##### INFORMATION SUPPLIED #####

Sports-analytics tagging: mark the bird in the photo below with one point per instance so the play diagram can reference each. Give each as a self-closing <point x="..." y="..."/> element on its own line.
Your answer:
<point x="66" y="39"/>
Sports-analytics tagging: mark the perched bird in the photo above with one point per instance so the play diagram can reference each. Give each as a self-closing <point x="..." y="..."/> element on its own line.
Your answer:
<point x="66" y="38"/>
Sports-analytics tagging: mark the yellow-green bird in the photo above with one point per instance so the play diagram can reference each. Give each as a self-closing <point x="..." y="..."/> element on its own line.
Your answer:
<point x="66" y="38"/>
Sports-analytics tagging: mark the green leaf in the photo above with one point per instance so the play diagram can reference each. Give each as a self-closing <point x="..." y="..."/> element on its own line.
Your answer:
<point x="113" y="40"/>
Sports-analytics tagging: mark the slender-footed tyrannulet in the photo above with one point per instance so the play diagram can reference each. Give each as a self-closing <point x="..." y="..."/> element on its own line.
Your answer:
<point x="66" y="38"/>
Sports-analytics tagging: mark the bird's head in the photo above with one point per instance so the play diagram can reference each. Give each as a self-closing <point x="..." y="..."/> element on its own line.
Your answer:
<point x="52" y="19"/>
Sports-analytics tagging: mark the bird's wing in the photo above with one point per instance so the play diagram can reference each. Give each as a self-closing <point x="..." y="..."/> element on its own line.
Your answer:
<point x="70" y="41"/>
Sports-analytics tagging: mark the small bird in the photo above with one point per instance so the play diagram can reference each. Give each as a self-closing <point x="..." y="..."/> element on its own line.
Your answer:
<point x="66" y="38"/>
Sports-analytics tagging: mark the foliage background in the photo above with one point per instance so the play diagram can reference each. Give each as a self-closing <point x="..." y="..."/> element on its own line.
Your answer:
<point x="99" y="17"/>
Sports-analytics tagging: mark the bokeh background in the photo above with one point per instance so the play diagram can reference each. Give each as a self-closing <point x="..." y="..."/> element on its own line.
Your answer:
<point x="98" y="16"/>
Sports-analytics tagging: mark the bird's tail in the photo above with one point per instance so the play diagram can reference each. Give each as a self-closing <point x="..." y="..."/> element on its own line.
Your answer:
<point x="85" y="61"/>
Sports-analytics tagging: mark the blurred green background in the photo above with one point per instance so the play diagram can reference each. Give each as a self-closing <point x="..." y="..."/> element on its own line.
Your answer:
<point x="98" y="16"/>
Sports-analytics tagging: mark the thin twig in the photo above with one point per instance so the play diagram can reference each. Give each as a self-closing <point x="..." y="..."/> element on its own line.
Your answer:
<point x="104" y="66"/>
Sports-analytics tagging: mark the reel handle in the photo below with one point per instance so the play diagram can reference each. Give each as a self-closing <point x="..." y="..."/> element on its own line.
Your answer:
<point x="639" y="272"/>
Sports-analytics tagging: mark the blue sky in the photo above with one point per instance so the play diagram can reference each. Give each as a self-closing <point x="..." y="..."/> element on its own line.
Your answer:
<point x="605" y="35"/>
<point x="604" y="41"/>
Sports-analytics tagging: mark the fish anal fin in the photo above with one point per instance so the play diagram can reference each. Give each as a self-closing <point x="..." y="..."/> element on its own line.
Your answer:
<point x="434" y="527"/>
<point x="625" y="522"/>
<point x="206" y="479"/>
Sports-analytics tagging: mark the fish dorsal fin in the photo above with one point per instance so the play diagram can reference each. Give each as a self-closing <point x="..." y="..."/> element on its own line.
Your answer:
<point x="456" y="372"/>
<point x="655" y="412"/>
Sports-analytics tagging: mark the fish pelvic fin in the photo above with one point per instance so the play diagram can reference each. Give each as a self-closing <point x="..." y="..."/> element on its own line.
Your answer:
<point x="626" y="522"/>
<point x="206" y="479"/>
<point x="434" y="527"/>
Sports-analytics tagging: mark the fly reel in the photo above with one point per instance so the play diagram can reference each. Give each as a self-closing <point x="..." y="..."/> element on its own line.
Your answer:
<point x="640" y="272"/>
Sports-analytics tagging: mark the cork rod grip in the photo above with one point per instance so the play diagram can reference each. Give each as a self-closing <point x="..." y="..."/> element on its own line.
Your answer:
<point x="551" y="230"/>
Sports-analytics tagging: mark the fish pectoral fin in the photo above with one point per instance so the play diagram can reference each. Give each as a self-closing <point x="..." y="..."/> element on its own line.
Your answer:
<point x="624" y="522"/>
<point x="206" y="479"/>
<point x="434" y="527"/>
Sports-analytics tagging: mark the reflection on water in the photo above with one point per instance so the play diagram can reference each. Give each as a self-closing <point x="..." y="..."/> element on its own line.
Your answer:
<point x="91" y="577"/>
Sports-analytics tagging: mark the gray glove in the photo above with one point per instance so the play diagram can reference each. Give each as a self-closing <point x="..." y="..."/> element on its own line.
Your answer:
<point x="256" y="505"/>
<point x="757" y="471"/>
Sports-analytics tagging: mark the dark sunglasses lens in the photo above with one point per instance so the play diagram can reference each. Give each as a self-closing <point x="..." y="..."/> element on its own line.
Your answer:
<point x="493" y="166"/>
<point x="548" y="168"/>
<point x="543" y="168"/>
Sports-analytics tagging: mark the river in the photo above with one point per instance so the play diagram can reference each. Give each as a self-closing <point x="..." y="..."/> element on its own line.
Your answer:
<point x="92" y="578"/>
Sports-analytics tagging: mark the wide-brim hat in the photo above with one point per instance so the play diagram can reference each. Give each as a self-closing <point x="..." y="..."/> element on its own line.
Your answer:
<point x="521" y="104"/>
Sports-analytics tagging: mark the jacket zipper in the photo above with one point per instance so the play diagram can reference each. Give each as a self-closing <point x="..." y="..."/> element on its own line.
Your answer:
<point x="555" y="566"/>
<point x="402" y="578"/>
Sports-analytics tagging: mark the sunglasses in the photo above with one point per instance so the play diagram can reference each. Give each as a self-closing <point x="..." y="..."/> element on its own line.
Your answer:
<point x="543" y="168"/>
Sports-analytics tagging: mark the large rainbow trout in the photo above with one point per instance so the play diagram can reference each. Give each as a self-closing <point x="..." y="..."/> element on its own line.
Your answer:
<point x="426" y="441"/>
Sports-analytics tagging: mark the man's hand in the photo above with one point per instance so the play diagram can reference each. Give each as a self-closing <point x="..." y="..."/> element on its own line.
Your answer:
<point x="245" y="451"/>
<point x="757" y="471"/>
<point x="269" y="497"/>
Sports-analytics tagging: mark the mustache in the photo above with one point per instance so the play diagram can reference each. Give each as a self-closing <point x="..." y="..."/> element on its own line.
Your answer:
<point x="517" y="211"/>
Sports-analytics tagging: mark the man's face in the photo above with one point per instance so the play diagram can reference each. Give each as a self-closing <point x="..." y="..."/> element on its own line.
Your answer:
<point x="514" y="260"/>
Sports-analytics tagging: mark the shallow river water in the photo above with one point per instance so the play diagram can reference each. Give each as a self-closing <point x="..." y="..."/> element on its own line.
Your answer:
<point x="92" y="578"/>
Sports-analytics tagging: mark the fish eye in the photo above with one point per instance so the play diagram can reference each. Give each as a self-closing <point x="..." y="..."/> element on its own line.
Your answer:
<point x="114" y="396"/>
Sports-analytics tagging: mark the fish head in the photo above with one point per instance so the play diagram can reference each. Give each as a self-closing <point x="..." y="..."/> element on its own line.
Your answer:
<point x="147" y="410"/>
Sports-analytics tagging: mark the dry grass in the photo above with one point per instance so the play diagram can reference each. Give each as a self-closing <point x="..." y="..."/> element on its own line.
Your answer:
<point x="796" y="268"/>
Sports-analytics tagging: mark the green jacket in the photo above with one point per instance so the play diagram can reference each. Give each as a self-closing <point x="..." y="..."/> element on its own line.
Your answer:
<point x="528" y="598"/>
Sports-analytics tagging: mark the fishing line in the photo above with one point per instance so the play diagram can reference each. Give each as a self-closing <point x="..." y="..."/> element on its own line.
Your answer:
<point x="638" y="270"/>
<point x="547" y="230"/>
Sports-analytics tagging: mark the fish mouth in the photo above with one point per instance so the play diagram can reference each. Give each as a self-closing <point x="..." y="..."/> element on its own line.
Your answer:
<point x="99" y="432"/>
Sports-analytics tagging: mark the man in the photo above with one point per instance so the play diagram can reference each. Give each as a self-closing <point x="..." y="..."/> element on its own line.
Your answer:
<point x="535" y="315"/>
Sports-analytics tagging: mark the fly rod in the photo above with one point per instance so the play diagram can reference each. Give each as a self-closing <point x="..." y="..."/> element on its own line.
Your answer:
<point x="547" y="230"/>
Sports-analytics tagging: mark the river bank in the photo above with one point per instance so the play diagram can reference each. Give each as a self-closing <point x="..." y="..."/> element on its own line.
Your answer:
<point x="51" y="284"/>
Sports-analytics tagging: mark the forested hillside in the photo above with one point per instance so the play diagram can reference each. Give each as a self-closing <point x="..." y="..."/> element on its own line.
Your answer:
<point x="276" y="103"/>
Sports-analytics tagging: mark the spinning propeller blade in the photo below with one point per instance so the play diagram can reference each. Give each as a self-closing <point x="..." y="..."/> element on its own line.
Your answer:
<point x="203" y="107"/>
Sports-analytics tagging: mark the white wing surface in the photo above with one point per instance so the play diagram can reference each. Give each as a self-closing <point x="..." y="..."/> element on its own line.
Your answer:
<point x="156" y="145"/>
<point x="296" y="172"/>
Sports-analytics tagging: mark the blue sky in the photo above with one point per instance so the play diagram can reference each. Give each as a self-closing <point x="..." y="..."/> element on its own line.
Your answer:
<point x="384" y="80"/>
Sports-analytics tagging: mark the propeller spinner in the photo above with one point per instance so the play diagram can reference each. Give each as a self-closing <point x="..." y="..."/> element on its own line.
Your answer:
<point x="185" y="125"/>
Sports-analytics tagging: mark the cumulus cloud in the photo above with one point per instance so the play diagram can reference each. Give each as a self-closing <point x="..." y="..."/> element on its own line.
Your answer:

#####

> _WRITTEN INSTRUCTION_: Exact repetition is required for the lines from the one that contains "Sports-analytics tagging: mark the propeller" through the final line; leave out everything else.

> _WRITTEN REPLY_:
Sports-analytics tagging: mark the propeller spinner in the photo above with one point per instance so the play diagram can reference each. Give each as a self-closing <point x="..." y="..."/> element on its own line.
Your answer:
<point x="185" y="125"/>
Sports-analytics tagging: mark the cumulus cloud in the photo above with one point per instance so the play diagram can reference each. Give each as a self-closing <point x="..." y="..."/> element on its own line.
Your answer:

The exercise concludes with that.